BRIEF A: According to the article on the California train crash, how many people were on board the train when it crashed?
BRIEF B: Repeat everything in the train crash article from "Oxnard assistant police" down to "before the crash.".

++++ PASSAGE FOR REVIEW

Truck driver arrested in California train crash

Truck driver arrested in California train crash
Workers clean up the street near the burned remains of a truck and trailer at the site where a Los Angeles-bound Metrolink train derailed in a fiery collision on the tracks on February 24, 2015 in Oxnard, California

OXNARD, US - Police on Tuesday arrested the driver of a truck that got stuck on train tracks in California, causing a crash with a commuter train in which 28 people were hurt.

The stranded vehicle exploded into a fireball after being hit by the four passenger cars and the locomotive pushing the Los Angeles-bound Metrolink train, officials said.

Three passenger coaches came to rest on their side after flying off the rails near Oxnard, about 75 miles (120 kilometers) from Los Angeles, a spokesman for Metrolink said.

A total of 48 passengers and three crew were on board the train when it crashed, at around 5:45 am (1345 GMT).

Twenty-eight people were hospitalised, with seven admitted for further treatment, officials told a press conference.

Patients were being treated for spinal injuries and multiple fractures, Ventura County Emergency Medical Service spokesman Steve Carroll said.

The 54-year-old driver of the truck - which appeared to have been ripped into two by the impact - was found by police wandering around one mile from the crash site. He was arrested on suspicion of felony hit and run.

Oxnard assistant police chief Jason Benites told reporters the driver, Jose Sanchez Ramirez, tried to make a right turn across the track when his truck got stuck. "He was very upset when he was taken into custody," Benites added.

Fire Department spokesman Joe Garces said the driver of the train had spotted the truck and had begun slowing down before the crash.

"We do not know yet the exact speed the train was traveling at impact but the emergency protocols had been initiated before the incident," Garces told KTLA television.

++++++++
++++ EXCERPTED DATA

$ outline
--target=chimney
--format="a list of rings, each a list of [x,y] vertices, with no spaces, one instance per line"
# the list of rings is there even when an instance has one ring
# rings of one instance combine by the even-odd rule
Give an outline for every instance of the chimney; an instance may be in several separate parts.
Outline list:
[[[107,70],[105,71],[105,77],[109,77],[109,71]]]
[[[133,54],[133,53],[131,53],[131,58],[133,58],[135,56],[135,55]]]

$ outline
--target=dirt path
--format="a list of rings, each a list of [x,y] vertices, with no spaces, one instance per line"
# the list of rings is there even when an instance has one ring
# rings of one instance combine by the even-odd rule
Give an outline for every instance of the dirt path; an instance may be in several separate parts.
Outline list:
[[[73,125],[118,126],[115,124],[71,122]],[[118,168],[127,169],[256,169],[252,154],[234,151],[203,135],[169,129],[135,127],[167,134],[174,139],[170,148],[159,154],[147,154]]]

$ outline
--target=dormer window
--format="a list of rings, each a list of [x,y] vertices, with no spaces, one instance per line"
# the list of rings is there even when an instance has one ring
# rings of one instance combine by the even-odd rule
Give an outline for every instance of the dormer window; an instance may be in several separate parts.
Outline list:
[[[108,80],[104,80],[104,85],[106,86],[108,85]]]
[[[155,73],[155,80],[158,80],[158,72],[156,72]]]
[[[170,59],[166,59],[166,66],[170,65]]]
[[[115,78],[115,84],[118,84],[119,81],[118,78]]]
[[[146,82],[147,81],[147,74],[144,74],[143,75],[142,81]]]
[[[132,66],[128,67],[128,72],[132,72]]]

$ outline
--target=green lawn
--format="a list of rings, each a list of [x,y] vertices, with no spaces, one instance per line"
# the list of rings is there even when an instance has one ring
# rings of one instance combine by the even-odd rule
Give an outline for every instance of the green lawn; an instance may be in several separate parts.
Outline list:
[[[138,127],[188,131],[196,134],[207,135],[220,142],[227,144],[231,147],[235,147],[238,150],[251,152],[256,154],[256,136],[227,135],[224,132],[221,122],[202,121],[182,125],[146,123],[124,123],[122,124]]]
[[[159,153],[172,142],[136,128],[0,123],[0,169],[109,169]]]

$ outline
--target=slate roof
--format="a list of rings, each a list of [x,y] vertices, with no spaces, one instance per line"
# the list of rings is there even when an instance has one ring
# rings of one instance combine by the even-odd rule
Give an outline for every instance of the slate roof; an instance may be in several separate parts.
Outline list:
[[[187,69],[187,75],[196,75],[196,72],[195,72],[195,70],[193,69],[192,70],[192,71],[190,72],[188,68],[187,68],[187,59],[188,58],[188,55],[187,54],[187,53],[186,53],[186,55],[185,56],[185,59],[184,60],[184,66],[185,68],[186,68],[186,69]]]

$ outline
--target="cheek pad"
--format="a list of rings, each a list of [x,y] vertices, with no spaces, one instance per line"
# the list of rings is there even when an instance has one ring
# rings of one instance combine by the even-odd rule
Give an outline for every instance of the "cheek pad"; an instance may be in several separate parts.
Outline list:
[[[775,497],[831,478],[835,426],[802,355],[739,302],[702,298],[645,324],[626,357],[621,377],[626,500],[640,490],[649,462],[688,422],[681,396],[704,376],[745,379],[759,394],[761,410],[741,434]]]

++++++++

SOLUTION A: 48 passengers and three crew.

SOLUTION B:
Oxnard assistant police chief Jason Benites told reporters the driver, Jose Sanchez Ramirez, tried to make a right turn across the track when his truck got stuck. "He was very upset when he was taken into custody," Benites added.

Fire Department spokesman Joe Garces said the driver of the train had spotted the truck and had begun slowing down before the crash.